* _Written request A_
Reproduce the Motegi race report word for word from "Lorenzo fired off" to "under the strain.".

Sunday Summary at Motegi: On the Unpredictability of Racing & Why You Should Never Trust Pundits

10/27/2013 @ 9:28 pm, by David Emmett14 COMMENTS

Sunday Summary at Motegi: On the Unpredictability of Racing & Why You Should Never Trust Pundits jorge lorenzo motegi motogp yamaha racing1 635x423

There have been occasions over the past few years when I have asked Nicky Hayden how he manages to find the motivation to keep racing every Sunday. His answer is always the same, whether I have asked him after a surprise podium, or after coming in tenth: “You never know what can happen in the race. That’s why we line up.”

Hayden is living testament to his own deeply driven mixture of ambition, hope, and determination. His 2006 championship was won against the odds, and against the greatest rider of the period at the height of his powers.

Sunday’s races at Motegi – indeed, the races at all three of the flyaways – have been a shining example of the vicissitudes of racing. In all three classes, the presupposed script was torn up and thrown away.

In Moto3, young men facing pressure made major mistakes. In Moto2, one astounding comeback met with disaster, another astounding comeback met with triumph, and a championship. And in MotoGP, the champion-elect as of a couple of races ago is finding himself having to fight for his title. The season is only over once everyone crosses the line for the last time at Valencia.

It has been a lesson in humility for MotoGP pundits, and for this pundit in particular. I, like most of my colleagues, parroted the line that Motegi was a Honda track, and that the Yamahas would struggle at the circuit.

Apparently, Jorge Lorenzo did not get the memo, for the reigning champion took pole on Saturday and then victory on Sunday, setting the fastest lap along the way. The method by which he did so was breathtaking in its audacity, and almost painful to watch for its cruelty.

Lorenzo fired off the line from the start, tried to pull a gap, and when he was caught by the Hondas, started cranking up the lap times until they could no longer match his pace. It was a picture perfect example of applying pressure to his opponents while leading, ratcheting it up until they crack under the strain.

It is unfortunate that it is more tense than exciting, and makes for interesting viewing more for connoisseurs than for casual fans, but the effort, talent, and sheer determination involved is beyond measure.

* _Written request B_
Format the record lines from the line with "Kindly give the mask of every instance of the sky." to the line with "M90 7L96 1L88" as a Markdown table with the columns "No." and "Record line", and leave out blank lines.

* _Excerpted records_
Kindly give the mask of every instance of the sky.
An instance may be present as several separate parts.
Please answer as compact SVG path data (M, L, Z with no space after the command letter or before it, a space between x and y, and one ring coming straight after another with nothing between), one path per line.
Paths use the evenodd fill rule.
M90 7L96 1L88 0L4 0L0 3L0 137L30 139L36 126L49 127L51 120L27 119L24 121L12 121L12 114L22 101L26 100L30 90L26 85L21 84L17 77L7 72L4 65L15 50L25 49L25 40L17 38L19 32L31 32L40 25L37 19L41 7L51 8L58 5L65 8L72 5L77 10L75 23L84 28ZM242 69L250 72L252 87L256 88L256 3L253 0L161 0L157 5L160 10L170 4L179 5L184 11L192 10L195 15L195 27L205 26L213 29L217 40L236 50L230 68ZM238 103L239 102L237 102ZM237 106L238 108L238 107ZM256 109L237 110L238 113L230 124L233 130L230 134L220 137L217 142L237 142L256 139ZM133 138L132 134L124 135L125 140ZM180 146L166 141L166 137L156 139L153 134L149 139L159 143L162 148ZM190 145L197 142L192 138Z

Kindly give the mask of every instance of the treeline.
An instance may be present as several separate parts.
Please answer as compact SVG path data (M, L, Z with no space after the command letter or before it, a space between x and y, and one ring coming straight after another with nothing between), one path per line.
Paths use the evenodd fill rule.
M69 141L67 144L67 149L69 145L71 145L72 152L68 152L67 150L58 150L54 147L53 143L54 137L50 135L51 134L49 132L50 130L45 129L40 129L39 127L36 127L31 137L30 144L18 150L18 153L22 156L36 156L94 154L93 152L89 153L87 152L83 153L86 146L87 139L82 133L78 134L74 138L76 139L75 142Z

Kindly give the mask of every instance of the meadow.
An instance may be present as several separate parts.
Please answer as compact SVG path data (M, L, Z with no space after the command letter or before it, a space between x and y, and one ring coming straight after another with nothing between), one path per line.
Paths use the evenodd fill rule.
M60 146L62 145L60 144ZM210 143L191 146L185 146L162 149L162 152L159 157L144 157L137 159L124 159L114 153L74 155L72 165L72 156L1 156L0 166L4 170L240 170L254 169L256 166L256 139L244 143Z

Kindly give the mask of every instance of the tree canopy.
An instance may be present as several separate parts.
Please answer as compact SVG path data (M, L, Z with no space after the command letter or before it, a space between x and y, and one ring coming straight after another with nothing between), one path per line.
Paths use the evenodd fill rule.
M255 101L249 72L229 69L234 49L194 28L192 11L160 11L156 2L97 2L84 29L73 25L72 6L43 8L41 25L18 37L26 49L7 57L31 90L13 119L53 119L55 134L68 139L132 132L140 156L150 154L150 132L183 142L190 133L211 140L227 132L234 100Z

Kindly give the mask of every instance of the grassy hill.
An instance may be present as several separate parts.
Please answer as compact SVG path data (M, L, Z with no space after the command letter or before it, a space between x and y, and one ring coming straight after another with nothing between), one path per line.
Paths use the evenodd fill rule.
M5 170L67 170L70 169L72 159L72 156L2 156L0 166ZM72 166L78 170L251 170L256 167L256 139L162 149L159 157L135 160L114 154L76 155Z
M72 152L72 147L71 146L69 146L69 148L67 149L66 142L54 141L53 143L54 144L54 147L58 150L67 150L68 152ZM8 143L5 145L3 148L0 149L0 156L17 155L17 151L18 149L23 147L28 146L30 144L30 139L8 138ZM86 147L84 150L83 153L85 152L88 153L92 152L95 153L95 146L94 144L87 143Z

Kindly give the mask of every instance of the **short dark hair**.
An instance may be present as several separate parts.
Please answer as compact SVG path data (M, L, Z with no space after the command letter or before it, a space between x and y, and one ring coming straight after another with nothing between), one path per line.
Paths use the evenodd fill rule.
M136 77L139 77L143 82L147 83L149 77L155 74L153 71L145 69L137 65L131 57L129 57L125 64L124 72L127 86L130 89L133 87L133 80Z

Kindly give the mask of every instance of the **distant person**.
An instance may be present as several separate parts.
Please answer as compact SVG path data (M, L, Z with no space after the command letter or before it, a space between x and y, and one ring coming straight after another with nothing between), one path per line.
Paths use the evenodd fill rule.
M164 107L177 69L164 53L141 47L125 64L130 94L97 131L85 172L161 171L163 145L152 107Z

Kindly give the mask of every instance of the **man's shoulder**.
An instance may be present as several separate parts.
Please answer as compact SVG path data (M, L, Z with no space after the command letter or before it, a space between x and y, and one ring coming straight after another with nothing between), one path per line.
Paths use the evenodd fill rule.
--
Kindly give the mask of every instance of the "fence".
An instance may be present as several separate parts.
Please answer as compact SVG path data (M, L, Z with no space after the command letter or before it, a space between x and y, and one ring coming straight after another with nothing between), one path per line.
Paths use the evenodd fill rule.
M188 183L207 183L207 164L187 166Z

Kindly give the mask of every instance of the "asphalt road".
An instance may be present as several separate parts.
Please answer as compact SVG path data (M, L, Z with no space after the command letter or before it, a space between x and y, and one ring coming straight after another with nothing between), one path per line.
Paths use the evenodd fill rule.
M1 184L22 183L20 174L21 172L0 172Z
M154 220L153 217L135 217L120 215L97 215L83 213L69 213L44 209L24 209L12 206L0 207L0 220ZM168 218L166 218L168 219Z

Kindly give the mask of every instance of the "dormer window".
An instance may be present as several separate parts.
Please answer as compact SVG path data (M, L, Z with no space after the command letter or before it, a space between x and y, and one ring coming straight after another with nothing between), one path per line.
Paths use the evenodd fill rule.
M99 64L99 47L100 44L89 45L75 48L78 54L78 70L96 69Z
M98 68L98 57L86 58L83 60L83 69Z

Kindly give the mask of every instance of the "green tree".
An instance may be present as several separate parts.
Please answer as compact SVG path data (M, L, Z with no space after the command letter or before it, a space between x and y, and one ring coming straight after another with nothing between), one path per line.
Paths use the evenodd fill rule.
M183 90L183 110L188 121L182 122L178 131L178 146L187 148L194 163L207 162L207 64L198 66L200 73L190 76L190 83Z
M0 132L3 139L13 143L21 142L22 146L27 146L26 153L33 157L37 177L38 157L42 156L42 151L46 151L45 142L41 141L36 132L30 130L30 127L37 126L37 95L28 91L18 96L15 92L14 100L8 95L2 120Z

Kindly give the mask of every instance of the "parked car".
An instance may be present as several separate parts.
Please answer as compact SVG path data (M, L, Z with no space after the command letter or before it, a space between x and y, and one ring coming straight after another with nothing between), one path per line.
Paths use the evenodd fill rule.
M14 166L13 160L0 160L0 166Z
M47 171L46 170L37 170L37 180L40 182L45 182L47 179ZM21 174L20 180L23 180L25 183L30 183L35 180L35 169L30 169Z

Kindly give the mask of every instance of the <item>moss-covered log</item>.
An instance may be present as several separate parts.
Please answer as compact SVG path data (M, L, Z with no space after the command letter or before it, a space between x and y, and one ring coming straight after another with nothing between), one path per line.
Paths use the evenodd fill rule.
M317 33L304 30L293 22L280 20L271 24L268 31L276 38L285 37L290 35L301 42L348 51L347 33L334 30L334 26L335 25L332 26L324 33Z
==
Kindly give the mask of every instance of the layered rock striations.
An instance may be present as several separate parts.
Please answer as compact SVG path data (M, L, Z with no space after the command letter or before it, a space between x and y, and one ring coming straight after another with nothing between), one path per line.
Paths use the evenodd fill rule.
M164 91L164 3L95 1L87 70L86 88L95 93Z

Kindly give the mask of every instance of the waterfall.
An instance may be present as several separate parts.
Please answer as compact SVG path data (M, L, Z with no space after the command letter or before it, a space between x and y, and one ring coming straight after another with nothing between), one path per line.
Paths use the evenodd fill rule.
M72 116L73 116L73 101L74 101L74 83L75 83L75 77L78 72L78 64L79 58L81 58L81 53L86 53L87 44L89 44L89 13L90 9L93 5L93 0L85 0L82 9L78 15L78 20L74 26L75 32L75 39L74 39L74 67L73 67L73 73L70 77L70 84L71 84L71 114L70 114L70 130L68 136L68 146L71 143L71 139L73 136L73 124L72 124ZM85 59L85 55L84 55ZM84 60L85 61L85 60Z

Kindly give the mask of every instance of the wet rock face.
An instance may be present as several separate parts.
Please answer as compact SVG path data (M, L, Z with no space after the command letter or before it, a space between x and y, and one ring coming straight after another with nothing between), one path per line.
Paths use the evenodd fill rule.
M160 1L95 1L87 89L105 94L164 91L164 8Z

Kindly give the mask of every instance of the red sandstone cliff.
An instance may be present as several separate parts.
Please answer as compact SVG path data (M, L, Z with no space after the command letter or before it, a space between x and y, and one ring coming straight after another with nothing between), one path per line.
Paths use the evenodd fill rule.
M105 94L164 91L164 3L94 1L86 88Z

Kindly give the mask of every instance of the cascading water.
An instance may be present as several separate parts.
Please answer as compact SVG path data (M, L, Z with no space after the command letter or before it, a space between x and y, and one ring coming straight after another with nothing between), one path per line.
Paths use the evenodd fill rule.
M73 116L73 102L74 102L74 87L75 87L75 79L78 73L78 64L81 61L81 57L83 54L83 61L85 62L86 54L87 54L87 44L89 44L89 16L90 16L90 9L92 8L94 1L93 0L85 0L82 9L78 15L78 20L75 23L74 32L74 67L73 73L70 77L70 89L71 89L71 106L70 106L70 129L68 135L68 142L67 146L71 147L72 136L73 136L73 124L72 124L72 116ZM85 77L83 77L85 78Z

* _Complete answer A_
Lorenzo fired off the line from the start, tried to pull a gap, and when he was caught by the Hondas, started cranking up the lap times until they could no longer match his pace. It was a picture perfect example of applying pressure to his opponents while leading, ratcheting it up until they crack under the strain.

* _Complete answer B_
| No. | Record line |
|---|---|
| 1 | Kindly give the mask of every instance of the sky. |
| 2 | An instance may be present as several separate parts. |
| 3 | Please answer as compact SVG path data (M, L, Z with no space after the command letter or before it, a space between x and y, and one ring coming straight after another with nothing between), one path per line. |
| 4 | Paths use the evenodd fill rule. |
| 5 | M90 7L96 1L88 0L4 0L0 3L0 137L30 139L36 126L49 127L51 120L27 119L24 121L12 121L12 114L22 101L26 100L30 90L26 85L21 84L17 77L7 72L4 65L15 50L25 49L25 40L17 38L19 32L31 32L40 25L37 19L41 7L51 8L58 5L65 8L72 5L77 10L75 23L84 28ZM242 69L250 72L252 87L256 88L256 3L253 0L161 0L157 5L160 10L170 4L179 5L184 11L192 10L195 15L195 27L205 26L213 29L217 40L236 50L230 68ZM238 103L239 102L237 102ZM237 106L238 108L238 107ZM256 109L237 110L238 113L230 124L233 130L230 134L220 137L217 142L237 142L256 139ZM133 138L132 134L124 135L125 140ZM180 146L166 141L166 137L156 139L153 134L149 139L159 143L162 148ZM190 145L197 142L192 138Z |